Provided data ->

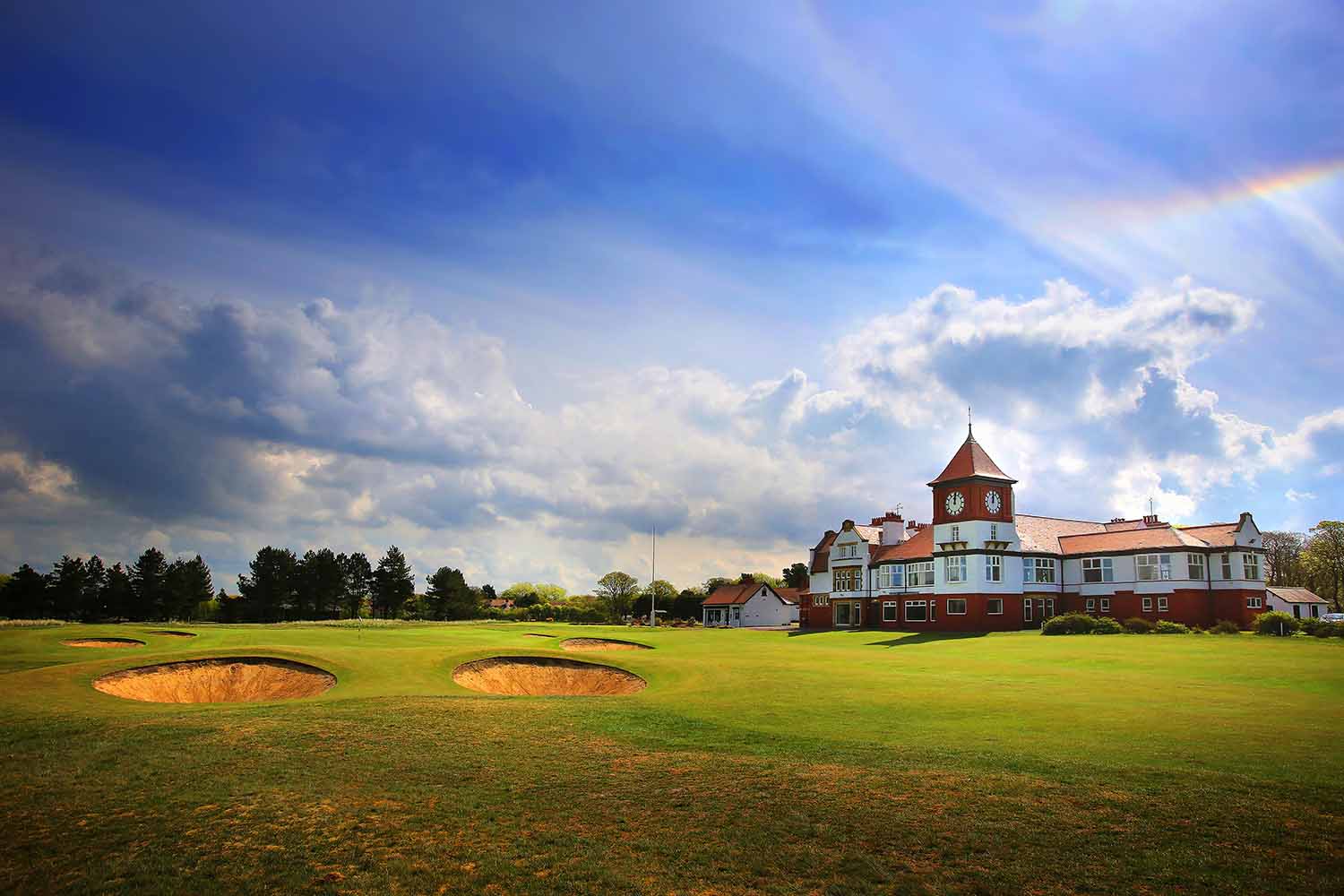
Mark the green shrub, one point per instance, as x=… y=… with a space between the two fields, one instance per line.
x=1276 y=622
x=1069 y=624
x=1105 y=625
--
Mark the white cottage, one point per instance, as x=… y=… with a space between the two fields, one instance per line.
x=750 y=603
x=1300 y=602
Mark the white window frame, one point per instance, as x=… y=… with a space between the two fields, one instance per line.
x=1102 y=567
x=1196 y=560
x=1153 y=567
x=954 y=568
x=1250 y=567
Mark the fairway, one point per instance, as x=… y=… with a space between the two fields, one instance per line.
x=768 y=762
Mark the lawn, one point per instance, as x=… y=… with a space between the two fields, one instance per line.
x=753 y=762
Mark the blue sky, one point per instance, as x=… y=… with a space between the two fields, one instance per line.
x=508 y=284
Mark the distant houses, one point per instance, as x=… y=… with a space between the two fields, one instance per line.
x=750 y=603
...
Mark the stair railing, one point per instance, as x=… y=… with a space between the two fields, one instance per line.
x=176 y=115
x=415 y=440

Problem details ->
From the listing above, copy each line that contains the word "between", treating uppercase and lowercase as different.

Answer to the exercise ->
Mark the green shrub, one point per instance, as x=… y=… with a space between the two fields, one instance per line.
Mark the white cottage, one point per instance, as x=… y=… with a space between the two fields, one instance per line.
Mark the white window frame, one point per instance, as x=… y=… with a space between the two fields, one instance per line.
Mark the fairway, one point per instance, as x=… y=… with a space between the two fields, one instance per line.
Mark the lawn, one point per instance, as x=… y=… with a space between the two fields, one instance per line.
Mark the blue sky, one point per instance, as x=… y=… with a space between the two fields, one instance per line.
Mark the distant houses, one point per instance, as x=… y=… with a space between the two fields, one instance per line.
Mark the stair railing, one point per instance, as x=… y=… with a space between the two fields, one instance per line.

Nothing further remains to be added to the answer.